_Document segment_
If it could be proved to the lumbermen that burning could be done quite reasonably as regards cost, the question of responsibility of burning would be the only hindrance to slash disposal. The appointment of a slash burner was designed to take care of this part of the situation; this officer was also given authority to take over, on behalf of the Government, the responsibility of handling burning operations, provided the lumber companies would supply the necessary help and pay all legitimate expenses in connection therewith.

Unfortunately the fire season of 1914 set in early and very badly, so that, when plans for burning were completed, the fire hazard was prohibitive. During the summer, forest fires effectually cleaned up the type areas chosen, together with other large areas of both slash and timber.

During the autumn other areas were selected, but, again, natural obstacles intervened. This time, continual rains prevented the possibility of getting a fire started at all.

These unforeseen occurrences show that there is only from one to two weeks in spring and autumn when slash burning can be successfully undertaken, and emphasize the necessity of careful planning and organization beforehand in order to take the fullest advantage of natural conditions when they do prove favourable. Although no actual burning was done last season, it is certain that the work done was not wasted, because the studies made served to interest lumbermen, particularly in the coast district, in the importance to them of slash disposal. It is expected that the work will be pressed forward vigorously in the spring of 1915, and it is hoped that the experience gained this year will enable the Forestry Branch to carry experimental burnings to a successful conclusion.

(Dataset entries)
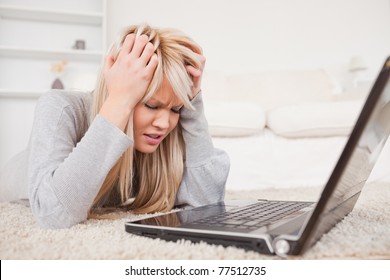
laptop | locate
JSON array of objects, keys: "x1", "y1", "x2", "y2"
[{"x1": 125, "y1": 57, "x2": 390, "y2": 257}]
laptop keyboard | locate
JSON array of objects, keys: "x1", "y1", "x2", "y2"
[{"x1": 192, "y1": 201, "x2": 313, "y2": 230}]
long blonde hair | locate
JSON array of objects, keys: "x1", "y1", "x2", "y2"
[{"x1": 89, "y1": 24, "x2": 201, "y2": 217}]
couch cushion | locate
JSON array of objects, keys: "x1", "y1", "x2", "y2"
[
  {"x1": 226, "y1": 69, "x2": 333, "y2": 111},
  {"x1": 204, "y1": 101, "x2": 265, "y2": 137},
  {"x1": 267, "y1": 100, "x2": 363, "y2": 138}
]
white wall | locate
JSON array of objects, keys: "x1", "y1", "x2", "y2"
[
  {"x1": 107, "y1": 0, "x2": 390, "y2": 83},
  {"x1": 0, "y1": 0, "x2": 390, "y2": 167}
]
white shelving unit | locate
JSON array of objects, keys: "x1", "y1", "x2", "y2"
[{"x1": 0, "y1": 0, "x2": 106, "y2": 98}]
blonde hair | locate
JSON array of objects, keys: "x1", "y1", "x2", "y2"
[{"x1": 89, "y1": 24, "x2": 201, "y2": 217}]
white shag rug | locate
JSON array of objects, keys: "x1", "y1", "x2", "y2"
[{"x1": 0, "y1": 183, "x2": 390, "y2": 260}]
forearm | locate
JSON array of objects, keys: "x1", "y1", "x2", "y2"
[
  {"x1": 180, "y1": 92, "x2": 215, "y2": 167},
  {"x1": 29, "y1": 116, "x2": 132, "y2": 228}
]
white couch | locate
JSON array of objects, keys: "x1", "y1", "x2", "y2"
[{"x1": 203, "y1": 69, "x2": 390, "y2": 190}]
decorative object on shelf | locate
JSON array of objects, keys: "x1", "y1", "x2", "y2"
[
  {"x1": 51, "y1": 60, "x2": 68, "y2": 89},
  {"x1": 73, "y1": 40, "x2": 85, "y2": 50}
]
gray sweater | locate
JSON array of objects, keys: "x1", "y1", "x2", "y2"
[{"x1": 3, "y1": 91, "x2": 229, "y2": 228}]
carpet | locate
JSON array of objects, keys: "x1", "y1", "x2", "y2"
[{"x1": 0, "y1": 183, "x2": 390, "y2": 260}]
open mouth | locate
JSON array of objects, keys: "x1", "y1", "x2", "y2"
[{"x1": 144, "y1": 134, "x2": 163, "y2": 145}]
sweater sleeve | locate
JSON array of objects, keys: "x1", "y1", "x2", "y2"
[
  {"x1": 176, "y1": 93, "x2": 230, "y2": 206},
  {"x1": 28, "y1": 94, "x2": 132, "y2": 228}
]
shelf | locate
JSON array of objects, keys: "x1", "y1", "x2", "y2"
[
  {"x1": 0, "y1": 89, "x2": 45, "y2": 99},
  {"x1": 0, "y1": 5, "x2": 103, "y2": 25},
  {"x1": 0, "y1": 46, "x2": 103, "y2": 62}
]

_Complete the following_
1. Rewrite the paragraph of the slash-burning report that begins "These unforeseen occurrences show" as a short bulleted list that keeps its main facts.
2. Quote the dataset entries from the line holding "forearm | locate" through the final line of the entries, inclusive.

_Results for each task_
1.
- Slash burning can succeed only during one to two weeks in spring and in autumn.
- This makes careful planning and organization beforehand necessary, so that favorable natural conditions can be fully used.
- No actual burning was done last season, but the work was not wasted: the studies got lumbermen interested in slash disposal, especially in the coast district.
- The work is expected to be pressed forward vigorously in spring 1915.
- The Forestry Branch hopes this year's experience will let it carry experimental burnings to a successful conclusion.

2.
forearm | locate
JSON array of objects, keys: "x1", "y1", "x2", "y2"
[
  {"x1": 180, "y1": 92, "x2": 215, "y2": 167},
  {"x1": 29, "y1": 116, "x2": 132, "y2": 228}
]
white couch | locate
JSON array of objects, keys: "x1", "y1", "x2", "y2"
[{"x1": 203, "y1": 69, "x2": 390, "y2": 190}]
decorative object on shelf | locate
JSON array of objects, keys: "x1", "y1", "x2", "y2"
[
  {"x1": 51, "y1": 60, "x2": 68, "y2": 89},
  {"x1": 73, "y1": 40, "x2": 85, "y2": 50}
]
gray sweater | locate
JSON array of objects, keys: "x1", "y1", "x2", "y2"
[{"x1": 3, "y1": 91, "x2": 229, "y2": 228}]
carpet | locate
JSON array of objects, keys: "x1", "y1", "x2", "y2"
[{"x1": 0, "y1": 183, "x2": 390, "y2": 260}]
open mouth | locate
JSON array of objects, keys: "x1", "y1", "x2", "y2"
[{"x1": 144, "y1": 134, "x2": 163, "y2": 145}]
sweater sleeve | locate
JSON array of objects, keys: "x1", "y1", "x2", "y2"
[
  {"x1": 176, "y1": 93, "x2": 230, "y2": 206},
  {"x1": 28, "y1": 94, "x2": 132, "y2": 228}
]
shelf | locate
JSON array of objects, keys: "x1", "y1", "x2", "y2"
[
  {"x1": 0, "y1": 89, "x2": 45, "y2": 99},
  {"x1": 0, "y1": 5, "x2": 103, "y2": 25},
  {"x1": 0, "y1": 46, "x2": 103, "y2": 62}
]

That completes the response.